___ Source extract
Officials say 10 French soldiers were killed and 21 wounded Tuesday when they were ambushed by about 100 insurgents in the Surobi district, 50 kilometres east of the Afghan capital.
It was reportedly the biggest single loss of life among international forces in combat in Afghanistan in three years.
Military officials say the soldiers, members of a parachute regiment, were attacked while on a reconnaissance mission in the area, a known militant stronghold.
An Afghan official said four of the soldiers were killed after having been captured by the insurgents.
Qazi Suliman, the district chief in Surobi, said the ambush sparked a three-hour gunbattle in which 13 insurgents also died.
NATO said it sent reinforcements and a “large number” of the 100 attackers died.
“In its fight against terrorism, France has just been struck severely,” French President Nicolas Sarkozy said in a statement.
“My determination remains intact,” he added. “France is resolved to pursue the fight against terrorism, for democracy and liberty. The cause is just, it is the honour of France and its armies to defend it.”
Mr. Sarkozy confirmed that 10 soldiers from the 8th infantry parachute regiment had been killed and 21 wounded.
One Western official described the attacks on the French as “complex.”
It is the deadliest attack against international troops in Afghanistan since June 2005, when 16 American troops were killed in Kunar province when their helicopter was shot down by a rocket-propelled grenade.
In July of this year, nine U.S. troops died when insurgents attacked a base on the Kunar-Nuristan border in eastern Afghanistan.
France will have some 2,600 troops in Afghanistan by the end of this month, after Sarkozy pledged in April to send 700 more troops to eastern Afghanistan. Mr. Sarkozy said he plans to travel to Afghanistan to reassure French troops and that “France is at their side.”
In a separate co-ordinated attack Tuesday, a team of suicide bombers tried unsuccessfully to storm a U.S. military base near the Afghanistan-Pakistan border.
______
___ Information given
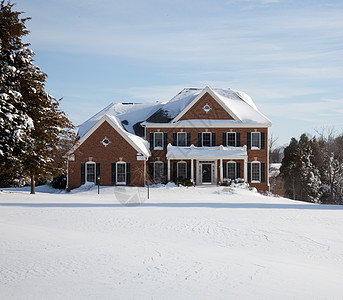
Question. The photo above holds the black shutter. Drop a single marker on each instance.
(238, 170)
(174, 138)
(249, 140)
(151, 140)
(263, 172)
(114, 173)
(165, 140)
(128, 173)
(188, 139)
(238, 139)
(263, 140)
(151, 169)
(213, 139)
(188, 175)
(200, 139)
(97, 179)
(224, 139)
(174, 171)
(83, 179)
(165, 170)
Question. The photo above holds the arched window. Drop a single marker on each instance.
(231, 170)
(255, 171)
(121, 172)
(90, 171)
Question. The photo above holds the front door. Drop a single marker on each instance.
(206, 173)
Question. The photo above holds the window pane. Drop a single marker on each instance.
______
> [Aim of the exercise]: From the news report on the French soldiers killed in Afghanistan, reproduce word for word the stretch from "It was reportedly" through "100 attackers died.".

> [Exercise answer]:
It was reportedly the biggest single loss of life among international forces in combat in Afghanistan in three years.
Military officials say the soldiers, members of a parachute regiment, were attacked while on a reconnaissance mission in the area, a known militant stronghold.
An Afghan official said four of the soldiers were killed after having been captured by the insurgents.
Qazi Suliman, the district chief in Surobi, said the ambush sparked a three-hour gunbattle in which 13 insurgents also died.
NATO said it sent reinforcements and a “large number” of the 100 attackers died.